Extracted data entries –
[Start of section]

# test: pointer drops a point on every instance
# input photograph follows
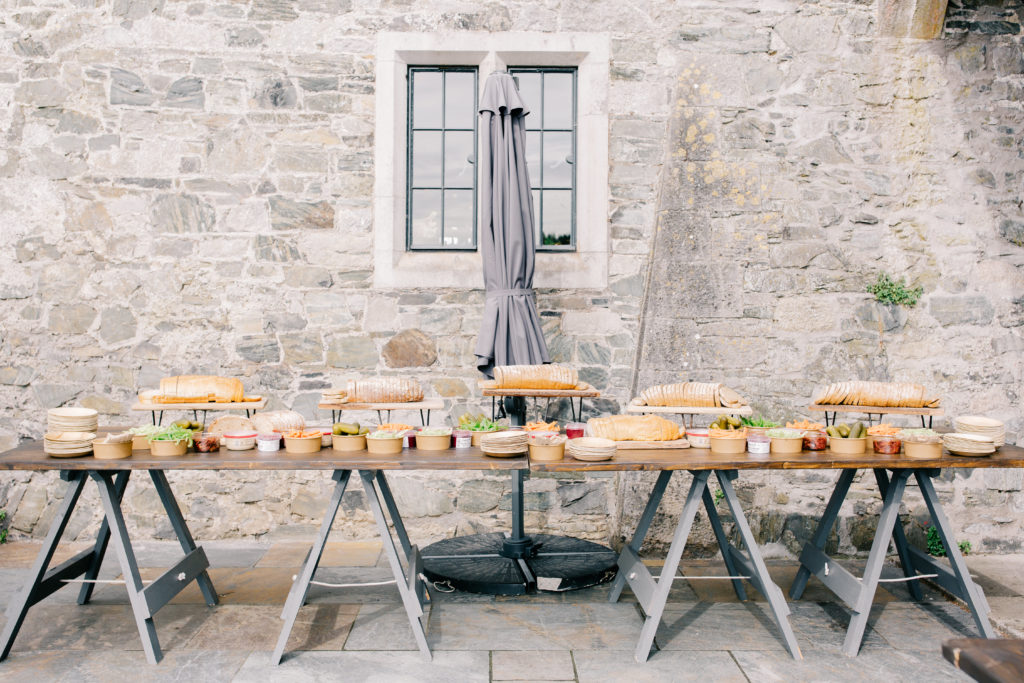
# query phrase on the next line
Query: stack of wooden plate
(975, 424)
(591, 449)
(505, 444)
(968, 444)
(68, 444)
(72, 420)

[End of section]
[Start of section]

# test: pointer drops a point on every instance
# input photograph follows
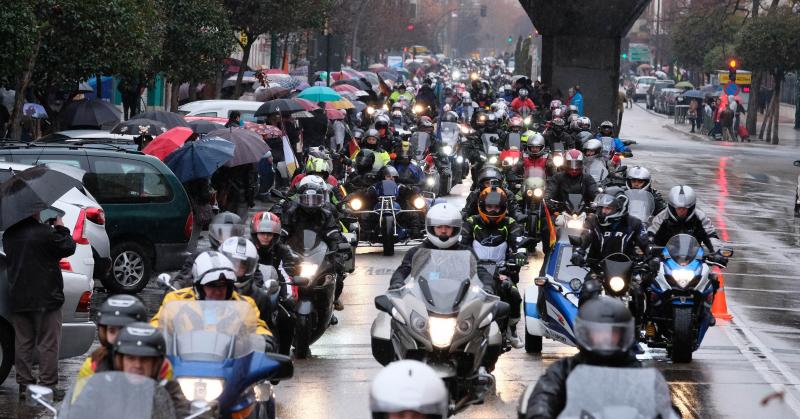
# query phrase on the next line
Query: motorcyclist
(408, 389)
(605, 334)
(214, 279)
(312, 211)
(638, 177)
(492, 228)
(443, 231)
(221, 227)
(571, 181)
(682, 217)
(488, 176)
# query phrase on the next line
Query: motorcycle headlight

[End of section]
[Start of section]

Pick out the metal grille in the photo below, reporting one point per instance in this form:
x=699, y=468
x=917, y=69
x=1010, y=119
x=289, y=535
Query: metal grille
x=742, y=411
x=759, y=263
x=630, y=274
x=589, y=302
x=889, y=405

[End of section]

EXERCISE GOAL –
Look above for the line holding "Query: motorcyclist" and the line holding "Query: motorcycle headlight", then output exactly those two lines and every line between them, nothing more.

ANSWER BELOW –
Query: motorcyclist
(408, 389)
(605, 334)
(214, 279)
(312, 211)
(638, 177)
(492, 228)
(443, 231)
(221, 227)
(571, 181)
(682, 217)
(488, 176)
# query phrase on the next line
Query: motorcycle headlight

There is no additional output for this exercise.